» Task details
Copy the data below from the line with "Point out the front door in this photo." through the end of the data, requests included. Multiply every point coordinate by 0.4 and round each result to a whole number, rounding halves up, and leave out the pictures.

=== Dataset excerpts ===

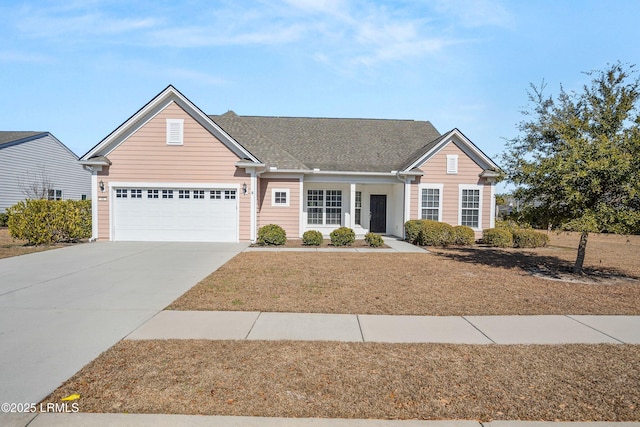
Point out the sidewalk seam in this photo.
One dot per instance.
(477, 329)
(591, 327)
(246, 337)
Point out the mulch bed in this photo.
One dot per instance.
(363, 380)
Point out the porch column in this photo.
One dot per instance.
(349, 218)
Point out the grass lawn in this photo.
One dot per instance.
(373, 380)
(456, 281)
(10, 247)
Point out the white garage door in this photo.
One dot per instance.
(175, 215)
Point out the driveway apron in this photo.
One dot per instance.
(60, 309)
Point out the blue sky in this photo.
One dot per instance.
(79, 68)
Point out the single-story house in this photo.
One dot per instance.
(38, 165)
(173, 173)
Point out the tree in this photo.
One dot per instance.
(576, 161)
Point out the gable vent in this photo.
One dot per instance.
(175, 131)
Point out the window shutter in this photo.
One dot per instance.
(175, 131)
(452, 163)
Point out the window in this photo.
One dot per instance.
(452, 163)
(324, 207)
(470, 207)
(175, 131)
(54, 195)
(358, 212)
(431, 203)
(279, 197)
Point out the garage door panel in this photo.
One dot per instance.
(175, 219)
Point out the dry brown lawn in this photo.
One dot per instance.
(363, 380)
(11, 247)
(456, 281)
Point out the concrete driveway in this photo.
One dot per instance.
(60, 309)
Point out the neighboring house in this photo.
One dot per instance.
(171, 172)
(37, 165)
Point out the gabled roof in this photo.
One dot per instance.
(153, 107)
(8, 137)
(359, 145)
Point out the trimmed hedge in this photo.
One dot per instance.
(43, 222)
(374, 240)
(525, 238)
(312, 238)
(463, 235)
(343, 236)
(272, 234)
(497, 237)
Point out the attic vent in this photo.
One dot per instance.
(175, 131)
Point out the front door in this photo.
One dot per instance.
(378, 221)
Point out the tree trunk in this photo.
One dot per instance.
(582, 250)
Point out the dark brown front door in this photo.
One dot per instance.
(378, 222)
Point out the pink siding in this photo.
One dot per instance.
(435, 172)
(286, 217)
(146, 157)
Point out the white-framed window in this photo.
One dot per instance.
(280, 197)
(452, 163)
(431, 202)
(175, 131)
(324, 207)
(470, 206)
(358, 209)
(54, 195)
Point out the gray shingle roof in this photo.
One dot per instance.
(7, 137)
(372, 145)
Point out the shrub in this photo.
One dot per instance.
(43, 222)
(343, 236)
(463, 235)
(373, 239)
(412, 230)
(497, 237)
(524, 238)
(434, 233)
(272, 234)
(312, 238)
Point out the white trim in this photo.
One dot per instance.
(175, 131)
(287, 192)
(492, 220)
(452, 164)
(440, 188)
(480, 206)
(94, 205)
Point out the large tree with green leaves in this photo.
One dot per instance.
(576, 160)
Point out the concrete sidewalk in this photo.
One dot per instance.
(159, 420)
(252, 325)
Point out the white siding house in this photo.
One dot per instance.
(30, 159)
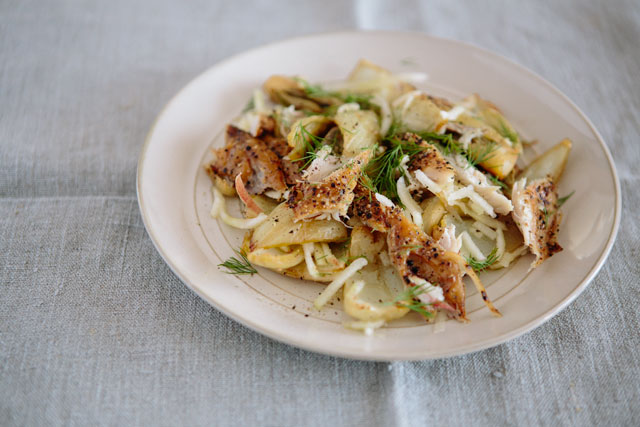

===

» Worked solution
Point out the front door in this photo.
One dot per instance.
(151, 88)
Point out the tree trunk in this photo.
One dot per instance.
(233, 100)
Point out the dark brown front door in this photo.
One dot per instance.
(151, 89)
Point out the pink siding in this photo.
One dot per instance.
(174, 69)
(114, 87)
(58, 63)
Point out the white-framed window in this photo.
One dot per instance.
(112, 79)
(181, 65)
(172, 81)
(70, 52)
(130, 83)
(188, 82)
(143, 84)
(22, 78)
Point out the gray shingle roof in this photo.
One dot per instance.
(3, 55)
(149, 58)
Point out the shrub in this photo.
One dot per instance.
(17, 89)
(137, 94)
(185, 94)
(149, 96)
(165, 92)
(199, 95)
(210, 95)
(174, 93)
(109, 94)
(125, 95)
Point out the white trim in this photo.
One dot per instance.
(70, 52)
(115, 77)
(197, 88)
(181, 66)
(176, 75)
(192, 82)
(38, 82)
Point out the large tree with green leaves in this photo.
One dot per instance.
(230, 64)
Point out the concrete sidewalk in this photo.
One dot per instance.
(64, 168)
(101, 130)
Point out the white siding house in this photo.
One dot per instance.
(12, 64)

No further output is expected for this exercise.